Reproduce the lines below verbatim, from the first line through the line that contains "M 340 179 L", with both ends included.

★ ★ ★

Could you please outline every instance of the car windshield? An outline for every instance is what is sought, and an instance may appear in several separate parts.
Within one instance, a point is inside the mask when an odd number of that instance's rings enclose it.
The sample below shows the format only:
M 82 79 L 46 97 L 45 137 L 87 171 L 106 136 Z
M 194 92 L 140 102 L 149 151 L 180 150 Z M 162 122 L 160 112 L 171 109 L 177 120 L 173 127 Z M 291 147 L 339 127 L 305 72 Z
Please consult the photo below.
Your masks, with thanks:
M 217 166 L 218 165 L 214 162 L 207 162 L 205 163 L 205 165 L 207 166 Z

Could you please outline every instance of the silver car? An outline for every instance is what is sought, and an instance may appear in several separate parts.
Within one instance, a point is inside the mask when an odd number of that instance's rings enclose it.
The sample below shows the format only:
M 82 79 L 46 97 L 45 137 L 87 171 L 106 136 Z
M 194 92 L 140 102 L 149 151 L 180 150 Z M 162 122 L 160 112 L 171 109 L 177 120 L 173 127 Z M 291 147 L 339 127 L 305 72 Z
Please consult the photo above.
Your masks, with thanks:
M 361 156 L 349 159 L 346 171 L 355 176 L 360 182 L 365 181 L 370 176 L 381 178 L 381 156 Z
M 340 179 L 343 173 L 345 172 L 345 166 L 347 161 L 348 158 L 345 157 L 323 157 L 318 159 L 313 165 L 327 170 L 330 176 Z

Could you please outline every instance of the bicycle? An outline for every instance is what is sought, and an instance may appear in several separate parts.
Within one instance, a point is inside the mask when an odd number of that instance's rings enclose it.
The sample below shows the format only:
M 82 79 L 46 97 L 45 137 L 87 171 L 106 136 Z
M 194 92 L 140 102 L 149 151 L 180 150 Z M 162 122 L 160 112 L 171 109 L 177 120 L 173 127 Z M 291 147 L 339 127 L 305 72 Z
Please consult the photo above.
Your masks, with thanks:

★ ★ ★

EXPECTED ANSWER:
Could you please outline every instance of the car windshield? An outline for every instance is what is sought, and an instance may appear in several separate parts.
Within one instance, a point is inside the mask when an odd number of that instance's rings enclose it.
The sample below shows the format only:
M 82 79 L 46 97 L 45 137 L 87 171 L 106 136 Z
M 194 92 L 140 102 L 149 151 L 180 150 Z M 162 122 L 160 112 L 171 109 L 177 120 L 173 127 Z M 291 147 L 339 127 L 305 72 Z
Please consult the photo below.
Your masks, with thanks:
M 217 166 L 218 165 L 214 162 L 207 162 L 205 163 L 205 165 L 207 166 Z

Could you please outline every instance of the silver car? An outline for every instance is what is sought, and an instance may appear in several separate parts.
Within one instance, a point is inside the mask when an odd number of that instance's rings enclose it.
The sample below shows the format only:
M 82 79 L 46 97 L 45 137 L 87 171 L 106 136 Z
M 194 92 L 140 102 L 149 151 L 180 150 Z M 162 122 L 160 112 L 171 109 L 177 120 L 173 127 Z M 291 147 L 339 127 L 305 72 Z
Please consult the photo above.
Your masks, with thanks:
M 361 156 L 349 159 L 346 171 L 355 176 L 360 182 L 365 181 L 370 176 L 381 178 L 381 156 Z
M 340 179 L 343 173 L 345 172 L 345 166 L 347 161 L 348 158 L 345 157 L 323 157 L 318 159 L 313 165 L 327 170 L 330 176 Z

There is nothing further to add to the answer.